*** Exercise data ***

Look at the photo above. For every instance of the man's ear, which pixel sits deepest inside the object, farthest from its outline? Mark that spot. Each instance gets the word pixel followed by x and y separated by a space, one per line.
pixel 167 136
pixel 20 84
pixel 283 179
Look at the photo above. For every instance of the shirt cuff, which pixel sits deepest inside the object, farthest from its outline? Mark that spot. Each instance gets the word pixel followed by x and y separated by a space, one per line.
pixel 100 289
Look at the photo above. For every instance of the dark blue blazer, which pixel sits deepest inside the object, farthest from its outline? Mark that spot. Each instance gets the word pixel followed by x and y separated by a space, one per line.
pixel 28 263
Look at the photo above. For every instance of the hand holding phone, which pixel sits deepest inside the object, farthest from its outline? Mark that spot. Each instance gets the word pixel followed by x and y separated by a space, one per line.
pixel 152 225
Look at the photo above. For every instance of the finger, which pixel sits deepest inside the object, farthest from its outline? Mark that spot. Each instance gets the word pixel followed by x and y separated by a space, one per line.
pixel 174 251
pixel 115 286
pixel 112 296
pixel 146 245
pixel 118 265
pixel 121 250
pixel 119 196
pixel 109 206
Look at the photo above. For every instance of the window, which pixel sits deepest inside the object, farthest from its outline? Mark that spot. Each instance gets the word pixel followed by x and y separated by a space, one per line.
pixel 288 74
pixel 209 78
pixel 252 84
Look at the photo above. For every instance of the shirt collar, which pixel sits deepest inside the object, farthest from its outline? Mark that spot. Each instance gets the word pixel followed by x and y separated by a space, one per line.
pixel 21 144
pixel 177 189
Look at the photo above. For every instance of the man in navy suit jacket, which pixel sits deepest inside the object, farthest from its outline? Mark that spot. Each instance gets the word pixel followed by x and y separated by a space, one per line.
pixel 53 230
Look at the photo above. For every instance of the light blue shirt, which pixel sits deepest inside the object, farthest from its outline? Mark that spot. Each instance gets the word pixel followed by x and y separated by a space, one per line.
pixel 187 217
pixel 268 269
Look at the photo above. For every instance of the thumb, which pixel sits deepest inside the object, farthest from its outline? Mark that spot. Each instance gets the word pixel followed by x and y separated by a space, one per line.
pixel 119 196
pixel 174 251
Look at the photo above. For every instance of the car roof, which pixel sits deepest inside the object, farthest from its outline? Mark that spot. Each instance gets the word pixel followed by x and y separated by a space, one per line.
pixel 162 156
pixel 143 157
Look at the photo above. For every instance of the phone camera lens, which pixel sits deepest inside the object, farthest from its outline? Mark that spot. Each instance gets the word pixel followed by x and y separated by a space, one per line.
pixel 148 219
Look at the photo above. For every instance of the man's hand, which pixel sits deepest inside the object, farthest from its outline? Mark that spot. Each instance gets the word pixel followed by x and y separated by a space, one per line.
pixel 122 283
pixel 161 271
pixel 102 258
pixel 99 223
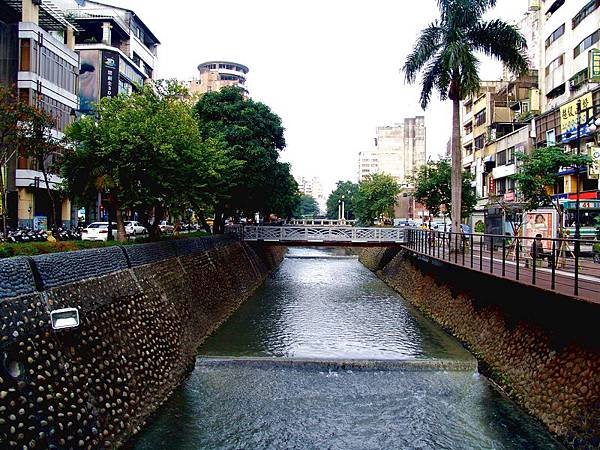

***

**Required action:** Output, exactly, all the records above; include no pictures.

**Response to this task:**
Look at the photo above. For every instance of the man's ear, which pixel sits deepest inside the object, farthest from its outline? Mark that spot. Each instance gets the word pixel followed by x and y separated by a space, one per line.
pixel 167 136
pixel 20 84
pixel 283 179
Look at the photo above. For every instance of the shirt cuff, which pixel sits deepest inside the object, farthest from its outline? Mark that spot. Each instance gets the word pixel followed by x and y separated by a space, one per line.
pixel 100 289
Look at the photo above. For every instance of the dark blue blazer, which pixel sits deepest inside the object, farthest from its outline? Mark that spot. Each instance gets the word pixel followed by x and y separated by a space, one per line.
pixel 28 263
Look at the photo above. For every instance of the hand holding phone, which pixel sits deepest inside the object, farthest from its outline? Mark that spot. Each instance gets the word pixel followed by x and y separated by a space, one per line.
pixel 152 225
Look at the photo above. For every instance of the finger, which pixel sits deepest inside the object, farthest from its outline? Mark that spot. Each instance gets the word pixel followed by x and y separated by a space, one per line.
pixel 174 251
pixel 115 286
pixel 112 296
pixel 146 245
pixel 118 265
pixel 121 250
pixel 119 196
pixel 109 206
Look at the photo above. For every instance of the window, which pixel sits deepest inside the object, farthest from its outline? Mark that spot. Each instance gets the word pixel followed by x and y separated by a space, one per line.
pixel 288 74
pixel 209 78
pixel 252 84
Look at the photo above. For every instance of the shirt collar, which pixel sits deepest inside the object, farthest from its outline? Mark that spot. Each instance gets the word pixel followed by x and y separated by a space, one per line.
pixel 21 144
pixel 177 189
Look at the photo above. For every instance of the man in navy suit jacket, which pixel sits deepest inside the object, farthest from its outline? Mark that spot. Each instance gets the word pixel followed by x and y separated by a space, one per line.
pixel 53 230
Look at the photo above. For every instance of the light blue shirt, which pixel sits deepest inside the object, farthest from its outline? Mark that spot. Each instance gets the word pixel followed by x and y separated by a space, one per line.
pixel 187 217
pixel 268 269
Look at the photo above. For every instance of the thumb, which pixel sits deepest inside the object, farthest from its outline? Mark that spot. Each instance gets the word pixel followed by x and y separated by a space, one per line.
pixel 119 196
pixel 174 251
Look at the photo above. For every instance of the car roof, which pixel sits deepest inside the object, farthest from its outline? Mark that spot. Each instance gets the word pixel followed by x and y separated by a space, one per line.
pixel 162 156
pixel 143 157
Look at the photo above. For every instance of the phone camera lens, which pixel sits deepest inside the object, farthest from its outline? Mark that spot. Each instance gets the word pixel followed by x and y separated by a space, one per line.
pixel 148 219
Look at the photo above. For every instance of the man's hand, which pixel sits deepest inside the object, farthest from its outline? Mark that spot. Each instance gets the word pixel followed by x and y separated by a space, one per line.
pixel 122 283
pixel 161 271
pixel 102 258
pixel 99 223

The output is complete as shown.